Output every entry exactly as written, but omit the pictures.

[Stored data]
━━━━━━━━━━
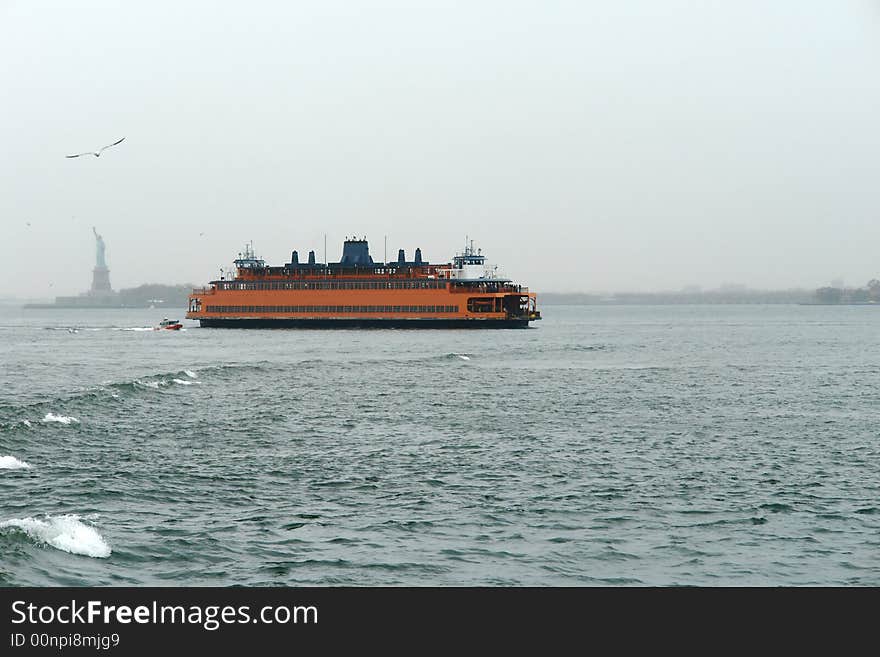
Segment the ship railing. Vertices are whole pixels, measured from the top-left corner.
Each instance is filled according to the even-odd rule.
[[[194,287],[191,294],[214,294],[216,290],[213,287]]]
[[[471,281],[469,281],[471,282]],[[486,281],[490,286],[492,281]],[[453,285],[449,289],[453,294],[528,294],[529,288],[523,285],[499,285],[494,289],[484,289],[477,285]]]

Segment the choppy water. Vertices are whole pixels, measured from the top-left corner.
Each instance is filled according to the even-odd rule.
[[[880,584],[880,308],[543,311],[0,310],[0,585]]]

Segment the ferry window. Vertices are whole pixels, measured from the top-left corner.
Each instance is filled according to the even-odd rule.
[[[494,305],[489,297],[471,297],[467,301],[468,312],[472,313],[491,313]]]

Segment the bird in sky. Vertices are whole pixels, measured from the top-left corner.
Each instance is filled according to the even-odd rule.
[[[108,148],[110,148],[111,146],[116,146],[117,144],[121,144],[123,139],[125,139],[125,137],[123,137],[123,138],[120,139],[119,141],[114,141],[112,144],[107,144],[106,146],[104,146],[104,147],[101,148],[100,150],[97,150],[97,151],[94,151],[94,152],[92,152],[92,151],[88,151],[88,152],[86,152],[86,153],[77,153],[76,155],[65,155],[64,157],[80,157],[81,155],[94,155],[95,157],[101,157],[101,153],[103,153],[104,151],[106,151],[106,150],[107,150]]]

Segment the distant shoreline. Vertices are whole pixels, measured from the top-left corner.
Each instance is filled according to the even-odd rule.
[[[48,310],[131,310],[133,308],[134,309],[136,309],[136,308],[143,308],[143,309],[169,308],[170,306],[168,306],[167,304],[161,304],[158,306],[156,306],[156,305],[150,306],[150,305],[144,305],[144,304],[131,304],[131,305],[106,305],[105,304],[102,306],[99,304],[77,305],[77,304],[61,304],[61,303],[25,303],[25,304],[21,304],[19,307],[24,310],[47,310],[47,309]],[[185,308],[186,304],[183,304],[180,307]]]

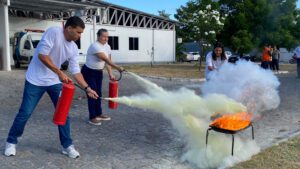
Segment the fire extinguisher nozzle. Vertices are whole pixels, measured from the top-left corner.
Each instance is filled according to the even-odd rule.
[[[99,100],[108,100],[107,98],[98,97]]]

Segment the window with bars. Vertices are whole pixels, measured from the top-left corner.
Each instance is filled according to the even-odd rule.
[[[108,44],[111,50],[119,50],[119,37],[118,36],[108,37]]]
[[[129,37],[129,50],[139,50],[139,38]]]

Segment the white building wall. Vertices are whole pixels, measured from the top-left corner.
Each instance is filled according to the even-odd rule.
[[[154,60],[157,62],[175,61],[174,31],[154,31]]]
[[[110,36],[119,37],[119,50],[112,50],[112,58],[119,63],[142,63],[151,61],[151,51],[154,46],[155,62],[174,61],[174,31],[173,30],[151,30],[142,28],[129,28],[120,26],[97,25],[96,29],[107,29]],[[88,35],[89,34],[89,35]],[[154,34],[154,35],[153,35]],[[87,49],[92,43],[93,25],[86,24],[86,30],[82,35],[81,45]],[[139,38],[139,50],[129,50],[129,37]],[[154,41],[152,38],[154,37]]]
[[[0,70],[10,71],[10,49],[8,36],[8,6],[0,4]]]
[[[46,30],[51,26],[62,26],[62,21],[45,21],[31,18],[10,17],[10,37],[24,29]],[[105,28],[110,36],[119,37],[119,50],[112,51],[113,61],[117,63],[144,63],[151,61],[151,50],[154,45],[155,62],[172,62],[175,58],[173,30],[151,30],[121,26],[97,25],[96,29]],[[96,30],[96,32],[97,32]],[[129,50],[129,37],[139,38],[139,50]],[[154,41],[152,39],[154,37]],[[81,52],[86,54],[93,43],[93,25],[86,24],[81,36]],[[80,58],[81,62],[84,58]]]

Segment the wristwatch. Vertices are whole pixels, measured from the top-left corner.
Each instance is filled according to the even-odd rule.
[[[89,85],[87,85],[85,88],[84,88],[84,90],[86,91],[88,88],[89,88],[90,86]]]

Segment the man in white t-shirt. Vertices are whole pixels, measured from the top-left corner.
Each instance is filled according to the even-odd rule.
[[[300,46],[295,49],[295,54],[293,56],[297,61],[297,73],[298,78],[300,78]]]
[[[111,61],[111,49],[108,45],[108,31],[99,29],[97,32],[97,41],[90,45],[87,51],[86,63],[82,67],[81,73],[97,94],[102,96],[103,69],[106,66],[109,78],[114,80],[111,67],[122,72],[124,69]],[[110,117],[102,114],[101,102],[98,100],[88,99],[89,123],[101,125],[101,121],[110,120]]]
[[[214,50],[206,55],[205,78],[210,79],[211,72],[218,70],[223,63],[227,62],[227,56],[222,43],[214,44]]]
[[[64,28],[52,27],[43,34],[26,72],[22,104],[10,128],[4,155],[16,155],[18,137],[22,136],[26,122],[43,94],[47,92],[56,105],[62,88],[61,82],[72,82],[72,79],[60,70],[61,64],[66,60],[69,61],[69,71],[79,85],[85,88],[88,96],[94,99],[99,97],[88,87],[77,61],[78,47],[74,41],[80,38],[84,28],[84,22],[73,16],[66,21]],[[65,125],[58,126],[58,130],[62,153],[71,158],[79,157],[72,144],[69,117]]]

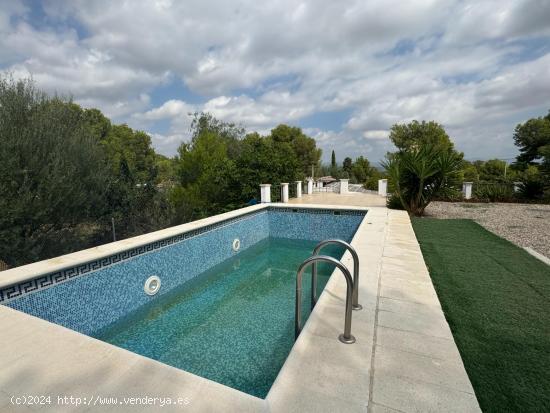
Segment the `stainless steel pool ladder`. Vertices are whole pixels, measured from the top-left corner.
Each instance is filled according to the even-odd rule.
━━━━━━━━━━
• **Answer to the problem**
Segment the ship railing. Vertices are whole pixels, measured from the top-left corner.
Each instance is filled according to the even-odd rule.
[[[194,287],[191,294],[214,294],[216,290],[213,287]]]
[[[471,281],[469,281],[471,282]],[[486,281],[490,286],[492,281]],[[453,285],[449,289],[453,294],[528,294],[529,288],[523,285],[499,285],[494,289],[484,289],[477,285]]]

Segment the choppy water. Vertices are whole pixels, measured from the top-left corner.
Each instance is filled according to the even-odd rule.
[[[880,584],[880,308],[543,311],[0,310],[0,585]]]

Segment the ferry window. Vertices are whole pixels, measured from the top-left corner.
Each instance is filled according to the even-odd rule.
[[[494,305],[489,297],[471,297],[467,301],[468,312],[472,313],[491,313]]]

Segment the bird in sky. Vertices are whole pixels, measured from the top-left corner.
Each instance is filled according to the even-odd rule.
[[[108,148],[110,148],[111,146],[116,146],[117,144],[121,144],[123,139],[125,139],[125,137],[123,137],[123,138],[120,139],[119,141],[114,141],[112,144],[107,144],[106,146],[104,146],[104,147],[101,148],[100,150],[97,150],[97,151],[94,151],[94,152],[92,152],[92,151],[88,151],[88,152],[86,152],[86,153],[77,153],[76,155],[65,155],[64,157],[80,157],[81,155],[94,155],[95,157],[101,157],[101,153],[103,153],[104,151],[106,151],[106,150],[107,150]]]

Segment the distant shoreline. Vertices are whole pixels, measured from the top-left corner.
Each instance is filled according to the even-odd rule.
[[[48,310],[131,310],[133,308],[134,309],[136,309],[136,308],[143,308],[143,309],[169,308],[170,306],[168,306],[167,304],[161,304],[158,306],[156,306],[156,305],[150,306],[150,305],[144,305],[144,304],[131,304],[131,305],[106,305],[105,304],[102,306],[99,304],[77,305],[77,304],[61,304],[61,303],[25,303],[25,304],[21,304],[19,307],[24,310],[47,310],[47,309]],[[185,308],[186,304],[183,304],[180,307]]]

Segment the fire extinguisher nozzle. Vertices are whole pixels, measured from the top-left corner.
Each instance is filled according to the even-odd rule.
[[[99,100],[108,100],[107,98],[98,97]]]

Segment the window with bars. Vertices are whole pixels, measured from the top-left corner.
Each instance is filled according to the even-odd rule.
[[[108,44],[111,50],[119,50],[119,37],[118,36],[108,37]]]
[[[129,37],[129,50],[139,50],[139,38]]]

Segment the white building wall. Vertices are whole pixels, measured from the top-left corner.
Each instance is filled according to the even-odd rule.
[[[154,60],[157,62],[175,61],[174,31],[154,31]]]
[[[110,36],[119,37],[119,50],[112,50],[112,58],[119,63],[142,63],[151,61],[151,51],[154,46],[155,62],[174,61],[174,31],[173,30],[151,30],[142,28],[129,28],[120,26],[97,25],[96,29],[107,29]],[[88,35],[89,34],[89,35]],[[154,34],[154,35],[153,35]],[[87,49],[92,43],[93,25],[86,24],[86,30],[82,35],[81,45]],[[139,38],[139,50],[129,50],[129,37]],[[154,41],[152,38],[154,37]]]
[[[0,70],[10,71],[10,49],[8,36],[8,6],[0,4]]]
[[[46,30],[51,26],[62,26],[62,21],[45,21],[31,18],[10,17],[10,37],[24,29]],[[105,28],[110,36],[119,37],[119,50],[112,51],[113,61],[117,63],[144,63],[151,61],[151,50],[154,45],[155,62],[172,62],[175,58],[173,30],[151,30],[121,26],[97,25],[96,29]],[[96,30],[96,32],[97,32]],[[129,50],[129,37],[139,38],[139,50]],[[154,41],[152,39],[154,37]],[[81,52],[86,54],[93,43],[93,25],[86,24],[81,36]],[[80,58],[81,62],[84,58]]]

Segment the wristwatch. Vertices are whole pixels, measured from the top-left corner.
Each instance is filled according to the even-odd rule.
[[[89,85],[87,85],[85,88],[84,88],[84,90],[86,91],[88,88],[89,88],[90,86]]]

Segment the man in white t-shirt. Vertices are whole pixels, measured from the top-left corner.
Each instance is filled according to the even-odd rule.
[[[300,46],[295,49],[295,54],[293,56],[297,61],[297,73],[298,78],[300,78]]]
[[[111,61],[111,49],[108,45],[108,31],[99,29],[97,32],[97,41],[90,45],[87,51],[86,63],[82,67],[81,73],[97,94],[102,96],[103,69],[106,66],[109,78],[114,80],[111,67],[122,72],[124,69]],[[110,117],[102,114],[101,102],[98,100],[88,99],[89,123],[101,125],[101,121],[110,120]]]
[[[214,50],[206,55],[205,78],[210,79],[211,72],[218,70],[223,63],[227,62],[227,56],[222,43],[214,44]]]
[[[64,28],[52,27],[43,34],[26,72],[22,104],[10,128],[4,155],[16,155],[18,137],[22,136],[26,122],[43,94],[47,92],[56,105],[62,88],[61,82],[72,82],[72,79],[60,70],[61,64],[66,60],[69,61],[69,71],[79,85],[85,88],[88,96],[94,99],[99,97],[88,87],[77,61],[78,47],[74,41],[80,38],[84,28],[84,22],[73,16],[66,21]],[[65,125],[58,126],[58,130],[62,153],[71,158],[79,157],[72,144],[69,117]]]

Segment the `stainless steel pool ladder`. Vertices are whole pixels, measured from the top-left corner.
Each instance is filled according to the even-odd rule.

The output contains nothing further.